> [What you need to do]:
A – In the cat story, how does Raymond know where he is going once he sets off along the wall?
B – Retype the cat story word for word, starting with "Raymond’s old lady" and going on through "kept the biscuits.".

> [Excerpted text]:
Microfiction Three Line Tales: A new life

For Sonya’s Three Line Tales prompt. A cat story.


Raymond’s old lady hadn’t stirred that morning, not even when he licked her face and meowled very loudly in her ear, and he couldn’t get into the plastic container where she kept the biscuits.

He wriggled through the cat flap and whisked his tail in indecision—wall or tree?

The wall led a long way, longer than Raymond had ever been before, but he knew where he was going, could smell it as soon as he left the confines of the garden, his new life—he had always wanted to be a ship’s cat.

Published by

Jane Dougherty

I used to do lots of things I didn't much enjoy. Now I am officially a writer. It's what I always wanted to be.

34 thoughts on “Microfiction Three Line Tales: A new life”

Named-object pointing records

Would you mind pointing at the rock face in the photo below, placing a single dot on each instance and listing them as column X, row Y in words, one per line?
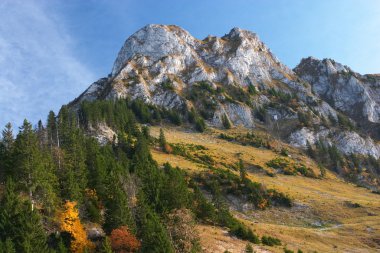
column 159, row 54
column 356, row 95
column 347, row 142
column 164, row 65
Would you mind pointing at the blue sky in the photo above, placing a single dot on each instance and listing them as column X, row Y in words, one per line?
column 50, row 51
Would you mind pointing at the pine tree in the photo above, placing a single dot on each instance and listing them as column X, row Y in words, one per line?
column 52, row 129
column 118, row 212
column 226, row 122
column 34, row 169
column 175, row 193
column 152, row 233
column 21, row 224
column 248, row 248
column 7, row 246
column 106, row 246
column 8, row 139
column 242, row 171
column 6, row 150
column 32, row 234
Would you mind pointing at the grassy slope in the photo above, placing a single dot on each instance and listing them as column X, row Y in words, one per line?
column 320, row 220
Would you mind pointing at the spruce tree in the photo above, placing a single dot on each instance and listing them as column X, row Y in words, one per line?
column 34, row 168
column 152, row 233
column 6, row 150
column 7, row 246
column 118, row 212
column 21, row 224
column 162, row 141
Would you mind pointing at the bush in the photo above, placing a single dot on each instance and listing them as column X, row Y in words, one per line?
column 226, row 122
column 278, row 163
column 284, row 152
column 200, row 125
column 270, row 241
column 248, row 248
column 122, row 240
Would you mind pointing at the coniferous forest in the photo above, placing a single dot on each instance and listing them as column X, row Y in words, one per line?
column 57, row 183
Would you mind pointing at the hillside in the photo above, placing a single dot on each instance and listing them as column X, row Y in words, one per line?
column 193, row 145
column 323, row 217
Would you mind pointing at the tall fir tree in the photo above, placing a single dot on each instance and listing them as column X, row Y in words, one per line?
column 34, row 170
column 6, row 150
column 20, row 224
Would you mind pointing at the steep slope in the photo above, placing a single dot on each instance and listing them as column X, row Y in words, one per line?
column 356, row 95
column 163, row 65
column 235, row 80
column 324, row 217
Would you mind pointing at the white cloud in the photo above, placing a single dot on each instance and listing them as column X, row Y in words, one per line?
column 38, row 70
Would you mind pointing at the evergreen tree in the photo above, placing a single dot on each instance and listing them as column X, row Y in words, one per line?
column 248, row 248
column 175, row 193
column 6, row 150
column 106, row 246
column 118, row 212
column 8, row 139
column 153, row 234
column 226, row 122
column 34, row 169
column 7, row 246
column 242, row 171
column 21, row 224
column 162, row 140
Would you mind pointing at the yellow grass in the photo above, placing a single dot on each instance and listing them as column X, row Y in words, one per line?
column 343, row 228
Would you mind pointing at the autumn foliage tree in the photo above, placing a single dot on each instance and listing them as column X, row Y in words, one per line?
column 123, row 241
column 70, row 223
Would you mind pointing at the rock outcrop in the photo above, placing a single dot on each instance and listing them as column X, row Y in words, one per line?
column 159, row 54
column 354, row 94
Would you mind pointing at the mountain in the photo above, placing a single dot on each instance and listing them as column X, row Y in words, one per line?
column 195, row 145
column 236, row 80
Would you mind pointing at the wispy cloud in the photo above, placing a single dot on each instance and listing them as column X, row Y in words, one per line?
column 38, row 70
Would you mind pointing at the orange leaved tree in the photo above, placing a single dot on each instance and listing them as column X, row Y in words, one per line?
column 123, row 241
column 70, row 223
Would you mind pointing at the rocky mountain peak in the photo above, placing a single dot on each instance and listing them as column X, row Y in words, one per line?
column 354, row 94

> [Correct answers]:
A – He could smell his destination as soon as he left the confines of the garden.

B –
Raymond’s old lady hadn’t stirred that morning, not even when he licked her face and meowled very loudly in her ear, and he couldn’t get into the plastic container where she kept the biscuits.